Stored records:
-- START --

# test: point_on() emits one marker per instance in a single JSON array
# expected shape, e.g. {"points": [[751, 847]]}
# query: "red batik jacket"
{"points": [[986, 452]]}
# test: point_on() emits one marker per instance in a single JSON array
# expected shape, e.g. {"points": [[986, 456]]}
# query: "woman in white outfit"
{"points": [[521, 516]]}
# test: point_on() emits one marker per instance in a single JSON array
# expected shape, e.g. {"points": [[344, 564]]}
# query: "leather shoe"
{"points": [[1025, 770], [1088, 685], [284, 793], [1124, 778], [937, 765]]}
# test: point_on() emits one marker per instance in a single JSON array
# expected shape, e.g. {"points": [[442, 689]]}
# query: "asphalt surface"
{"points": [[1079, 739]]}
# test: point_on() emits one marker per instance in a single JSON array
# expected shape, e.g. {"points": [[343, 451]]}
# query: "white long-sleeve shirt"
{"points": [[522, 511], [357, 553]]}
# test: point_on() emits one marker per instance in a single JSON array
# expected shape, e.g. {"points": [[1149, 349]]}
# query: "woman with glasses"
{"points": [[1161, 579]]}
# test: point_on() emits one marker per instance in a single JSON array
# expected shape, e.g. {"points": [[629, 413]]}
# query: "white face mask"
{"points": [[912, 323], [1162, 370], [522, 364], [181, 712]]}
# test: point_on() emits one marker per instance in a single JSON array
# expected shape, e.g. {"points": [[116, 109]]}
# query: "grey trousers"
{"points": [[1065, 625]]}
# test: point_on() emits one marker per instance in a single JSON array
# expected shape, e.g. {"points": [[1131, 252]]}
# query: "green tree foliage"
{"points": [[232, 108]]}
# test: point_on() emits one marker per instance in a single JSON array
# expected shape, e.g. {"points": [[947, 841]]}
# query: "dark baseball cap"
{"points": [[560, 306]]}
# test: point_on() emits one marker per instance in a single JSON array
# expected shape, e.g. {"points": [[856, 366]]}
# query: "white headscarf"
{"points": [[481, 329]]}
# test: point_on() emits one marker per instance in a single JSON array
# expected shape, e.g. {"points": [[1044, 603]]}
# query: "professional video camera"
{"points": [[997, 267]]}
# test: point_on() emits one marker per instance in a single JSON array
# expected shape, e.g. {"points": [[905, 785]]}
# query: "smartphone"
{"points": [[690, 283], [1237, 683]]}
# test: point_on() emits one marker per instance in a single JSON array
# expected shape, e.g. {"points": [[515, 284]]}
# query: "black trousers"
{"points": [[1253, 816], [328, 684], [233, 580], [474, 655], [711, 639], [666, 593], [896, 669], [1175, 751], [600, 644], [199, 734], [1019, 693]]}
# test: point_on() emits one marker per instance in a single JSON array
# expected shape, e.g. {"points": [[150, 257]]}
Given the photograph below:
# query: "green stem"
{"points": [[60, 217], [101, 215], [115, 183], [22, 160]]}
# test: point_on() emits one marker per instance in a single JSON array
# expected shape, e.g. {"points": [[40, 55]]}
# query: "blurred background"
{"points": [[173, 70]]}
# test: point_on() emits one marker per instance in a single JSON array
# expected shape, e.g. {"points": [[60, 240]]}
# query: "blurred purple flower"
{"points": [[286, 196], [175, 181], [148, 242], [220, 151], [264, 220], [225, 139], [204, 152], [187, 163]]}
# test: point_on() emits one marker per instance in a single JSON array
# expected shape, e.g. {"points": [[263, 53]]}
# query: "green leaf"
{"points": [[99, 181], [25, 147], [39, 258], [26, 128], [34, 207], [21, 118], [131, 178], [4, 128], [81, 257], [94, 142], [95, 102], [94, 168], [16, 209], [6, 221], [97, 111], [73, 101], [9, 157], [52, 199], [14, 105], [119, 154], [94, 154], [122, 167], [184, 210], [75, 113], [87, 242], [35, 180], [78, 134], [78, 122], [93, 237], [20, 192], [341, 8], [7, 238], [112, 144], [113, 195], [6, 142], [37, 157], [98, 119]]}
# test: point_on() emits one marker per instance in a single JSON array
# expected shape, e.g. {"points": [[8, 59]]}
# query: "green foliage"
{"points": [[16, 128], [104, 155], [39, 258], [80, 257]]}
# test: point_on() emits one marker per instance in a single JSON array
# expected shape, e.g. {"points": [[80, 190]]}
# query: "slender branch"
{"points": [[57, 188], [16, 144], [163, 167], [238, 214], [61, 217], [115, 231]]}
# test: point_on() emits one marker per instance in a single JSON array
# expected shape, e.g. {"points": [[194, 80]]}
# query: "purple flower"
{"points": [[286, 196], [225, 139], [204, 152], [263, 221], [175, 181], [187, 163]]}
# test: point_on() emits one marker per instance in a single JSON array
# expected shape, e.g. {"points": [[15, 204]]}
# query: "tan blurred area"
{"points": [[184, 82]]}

-- END --
-- START --

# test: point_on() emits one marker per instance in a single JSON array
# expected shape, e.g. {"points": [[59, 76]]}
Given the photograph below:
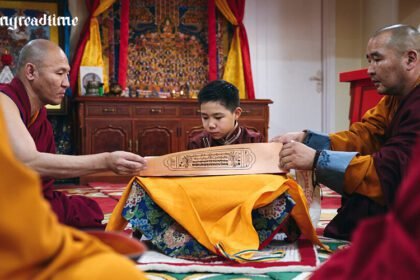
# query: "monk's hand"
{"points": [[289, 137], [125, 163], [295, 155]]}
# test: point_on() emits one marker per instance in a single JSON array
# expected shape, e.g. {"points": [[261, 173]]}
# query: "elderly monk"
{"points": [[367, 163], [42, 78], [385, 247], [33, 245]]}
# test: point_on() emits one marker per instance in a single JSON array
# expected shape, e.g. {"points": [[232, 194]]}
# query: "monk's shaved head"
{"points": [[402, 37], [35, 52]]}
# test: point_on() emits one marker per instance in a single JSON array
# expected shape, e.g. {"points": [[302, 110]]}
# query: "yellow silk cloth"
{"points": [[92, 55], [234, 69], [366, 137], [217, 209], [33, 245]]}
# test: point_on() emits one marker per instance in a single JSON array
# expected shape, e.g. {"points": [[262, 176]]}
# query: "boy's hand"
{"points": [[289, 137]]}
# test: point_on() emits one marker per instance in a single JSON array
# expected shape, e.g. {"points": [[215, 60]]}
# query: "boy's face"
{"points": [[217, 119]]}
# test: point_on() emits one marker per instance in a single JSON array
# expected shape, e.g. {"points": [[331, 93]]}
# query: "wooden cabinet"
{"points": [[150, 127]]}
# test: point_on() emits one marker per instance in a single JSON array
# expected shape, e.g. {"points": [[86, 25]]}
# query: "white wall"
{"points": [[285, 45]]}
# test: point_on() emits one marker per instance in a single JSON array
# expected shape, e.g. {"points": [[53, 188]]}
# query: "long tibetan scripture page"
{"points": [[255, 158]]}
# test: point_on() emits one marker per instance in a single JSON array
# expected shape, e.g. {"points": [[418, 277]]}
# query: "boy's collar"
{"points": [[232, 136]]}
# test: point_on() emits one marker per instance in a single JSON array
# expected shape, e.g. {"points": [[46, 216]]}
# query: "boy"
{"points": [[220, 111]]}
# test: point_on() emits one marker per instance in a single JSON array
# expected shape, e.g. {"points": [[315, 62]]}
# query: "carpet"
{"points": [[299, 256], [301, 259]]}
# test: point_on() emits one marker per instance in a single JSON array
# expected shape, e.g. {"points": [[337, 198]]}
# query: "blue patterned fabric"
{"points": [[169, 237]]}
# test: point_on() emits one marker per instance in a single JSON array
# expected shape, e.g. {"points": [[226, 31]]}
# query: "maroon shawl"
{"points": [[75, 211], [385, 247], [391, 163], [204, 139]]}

-- END --
-- START --

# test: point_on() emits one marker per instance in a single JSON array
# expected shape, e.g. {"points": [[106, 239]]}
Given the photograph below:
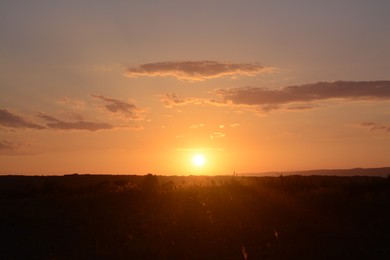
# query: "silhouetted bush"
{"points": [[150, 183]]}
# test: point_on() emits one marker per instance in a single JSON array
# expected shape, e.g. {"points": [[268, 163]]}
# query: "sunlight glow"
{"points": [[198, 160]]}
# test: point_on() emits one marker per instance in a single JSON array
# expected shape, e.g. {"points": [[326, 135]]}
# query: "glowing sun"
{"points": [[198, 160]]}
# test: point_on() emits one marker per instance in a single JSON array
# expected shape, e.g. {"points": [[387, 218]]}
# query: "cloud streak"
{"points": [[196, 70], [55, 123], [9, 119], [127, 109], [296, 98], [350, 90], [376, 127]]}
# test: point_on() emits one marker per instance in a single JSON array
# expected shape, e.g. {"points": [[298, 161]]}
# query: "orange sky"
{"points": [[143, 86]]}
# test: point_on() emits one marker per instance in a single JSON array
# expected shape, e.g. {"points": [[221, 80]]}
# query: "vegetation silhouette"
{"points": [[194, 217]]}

-- END --

Task: Gather every line in the rows above that contains the string "woman". Case counts.

Expected answer:
# query: "woman in white outfit"
# query: "woman with glasses"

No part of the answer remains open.